Pick out every line below that contains the word "integer", and copy each of those lines in full.

═════ EXTRACTED DATA

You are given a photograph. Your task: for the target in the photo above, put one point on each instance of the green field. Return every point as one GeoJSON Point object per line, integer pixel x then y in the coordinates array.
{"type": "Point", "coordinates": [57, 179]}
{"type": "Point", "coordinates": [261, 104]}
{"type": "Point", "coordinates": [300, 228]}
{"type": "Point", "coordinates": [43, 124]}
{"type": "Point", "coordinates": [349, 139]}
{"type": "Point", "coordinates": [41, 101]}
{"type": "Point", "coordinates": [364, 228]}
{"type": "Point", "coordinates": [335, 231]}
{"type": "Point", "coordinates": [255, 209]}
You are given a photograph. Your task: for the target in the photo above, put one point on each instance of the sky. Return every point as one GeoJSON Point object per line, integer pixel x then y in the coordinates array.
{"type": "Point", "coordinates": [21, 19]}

══════════
═════ EXTRACTED DATA

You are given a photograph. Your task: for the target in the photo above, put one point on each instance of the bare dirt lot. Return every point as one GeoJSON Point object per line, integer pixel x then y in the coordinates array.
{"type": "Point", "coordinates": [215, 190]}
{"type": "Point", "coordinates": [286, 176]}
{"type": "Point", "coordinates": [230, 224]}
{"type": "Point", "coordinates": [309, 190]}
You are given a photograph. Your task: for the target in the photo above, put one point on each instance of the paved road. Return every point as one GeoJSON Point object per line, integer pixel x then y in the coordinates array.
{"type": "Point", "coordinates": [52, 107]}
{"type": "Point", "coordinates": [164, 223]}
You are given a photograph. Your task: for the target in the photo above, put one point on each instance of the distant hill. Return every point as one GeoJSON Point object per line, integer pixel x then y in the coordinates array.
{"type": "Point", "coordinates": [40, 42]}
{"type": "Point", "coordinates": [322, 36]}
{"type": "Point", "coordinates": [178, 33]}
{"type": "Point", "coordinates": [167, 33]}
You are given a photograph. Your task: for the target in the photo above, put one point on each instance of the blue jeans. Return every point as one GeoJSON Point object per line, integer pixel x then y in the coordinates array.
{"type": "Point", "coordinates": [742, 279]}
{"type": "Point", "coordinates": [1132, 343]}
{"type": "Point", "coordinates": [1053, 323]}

══════════

* THE ANSWER
You are given a photograph. Your task: for the target in the photo above, put one point on each instance of the green field. Return every point as one GeoJSON Point object per line, integer pixel x then y in the coordinates array.
You are given a photograph. Your task: for the target in the photo above, put one point on each instance of the sky. Return every point as one GeoJSON Point object per line, integer pixel x then y in the coordinates array.
You are given a photograph. Your task: for the target in the photo above, put one point on each instance of the bare dirt lot. Return every point as one GeoJSON Point object per line, integer pixel x then y in the coordinates array.
You are given a photograph. Your task: for the target in the photo above, put one point on each instance of the paved road. Return every point as one GeoJSON Point object per line, integer pixel x then y in the coordinates array.
You are given a photograph. Your task: for the target in the photo above, put one point on each instance of the distant hill. Return every point as one GeoJSON Point object per line, integer pixel x then y in the coordinates array.
You are given a photograph. Your task: for the target in the photo above, put one point on each instance of the blue jeans. Return every point as one GeoJSON Point object per line, integer pixel x then y in the coordinates array.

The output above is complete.